> [原文]:
┄┄┄┄┄┄┄┄┄┄┄┄┄┄┄┄┄┄┄┄

序
上小学时有司马光砸缸的故事,从此知道了聪明智慧的童年司马光;长大后读到了“若问古今兴废事,请君只看洛阳城”的诗句,明白了洛阳历史的厚重,同时也进一步认识了司马光;后来更深层次地学习了历史,接触了《资治通鉴》,才比较全面地看到了一个政治家、史学家、文学家的司马光形象。
司马光,字君实,北宋陕州夏县 (今山西夏县) 人,北宋政治家、史学家、文学家。历仕仁宗、英宗、神宗、哲宗四朝,宋仁宗时中进士。北宋熙宁年间,宋神宗任用王安石变法。司马光与干安石政见不同,给王安石写了 3 封万言长信,劝告他改变主张,然而王安石仅以一篇短短几百字的《答司马谏议书》就把他打发了。从此两个好朋友分道扬镰,成为势不两立的政治宿敌。司马光因此坚辞枢密副使,带着他的《资治通鉴》写作班子,引退洛阳,在洛阳郊外买地20亩,建起著名的“独乐园”,一住就是15年。他在独乐园中埋头撰写《资治通鉴》,专心致志、心无旁骛地著书,加上之前的 4 年著述时间,共历时19年,完成了中国第一部编年体通史《资治通鉴》。该书原名《通志》,因“鉴于往事,有资于治道”,宋神宗亲自为该书起名叫《资治通鉴》。这部编年体通史记述了从战国到五代共1362年的历史事实,被后世称为“帝王教科书”,就是因为这部书,司马光与司马迁并称为古代史家双绝“两司马”。

┄┄┄┄┄┄┄┄┄┄┄┄┄┄┄┄┄┄┄┄

> [所给条目]:
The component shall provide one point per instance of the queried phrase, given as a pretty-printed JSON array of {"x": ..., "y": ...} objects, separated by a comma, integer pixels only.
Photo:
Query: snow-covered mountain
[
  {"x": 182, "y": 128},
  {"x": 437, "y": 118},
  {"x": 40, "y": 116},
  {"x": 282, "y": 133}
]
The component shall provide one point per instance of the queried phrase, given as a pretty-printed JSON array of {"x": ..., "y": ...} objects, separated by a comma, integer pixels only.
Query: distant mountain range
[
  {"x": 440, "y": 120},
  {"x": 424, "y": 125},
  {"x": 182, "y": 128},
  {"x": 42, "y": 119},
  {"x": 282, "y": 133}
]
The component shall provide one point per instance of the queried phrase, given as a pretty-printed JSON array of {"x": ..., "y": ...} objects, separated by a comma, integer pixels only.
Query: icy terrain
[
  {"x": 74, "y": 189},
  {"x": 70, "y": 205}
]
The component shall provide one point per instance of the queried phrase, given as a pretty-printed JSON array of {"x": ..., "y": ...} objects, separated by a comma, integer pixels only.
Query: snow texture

┄┄┄┄┄┄┄┄┄┄┄┄┄┄┄┄┄┄┄┄

> [任务目标 1]: 原文说司马光历仕哪几朝皇帝?请全部列出。
> [任务目标 2]:
请根据原文回答:
(a) 司马光在洛阳郊外买了多少亩地?
(b) 《资治通鉴》共历时多少年完成?
(c) 《资治通鉴》记述了从哪个时期到哪个时期、共多少年的历史?
> [任务目标 3]: 这篇关于司马光的原文停在最后一句,请接着往下续写。

> [书面回答 1]: 仁宗、英宗、神宗、哲宗

> [书面回答 2]:
(a) 20亩。
(b) 19年。
(c) 从战国到五代,共1362年。

> [书面回答 3]:
司马光一生最辉煌的事业是在独乐园里编撰《资治通鉴》,最壮丽的年华是在我们的故乡度过的。这地方就是在洛阳的司马街村。
司马街村是伊滨区诸葛镇的一个行政村,早年先后属洛阳县(市)、偃师县(市)管辖。村名不管是温公里还是司马街,一直和司马光的名字密不可分。因为,司马光在此建立了独乐园,并在独乐园里编撰了惊世之作《资治通鉴》,独乐园则因它是《资治通鉴》的成书地而名闻天下。李清照的父亲李格非在他的《洛阳名园记》中,记载了当时十九处著名的私家园林,独乐园是其中之一,直到元代中叶才逐渐荒废。
历代皇帝、名臣及史学家、文学家无不对《资治通鉴》推崇备至。中国共产党和中华人民共和国的缔造者毛泽东主席也对此书高度评价,阅读批注达17次之多。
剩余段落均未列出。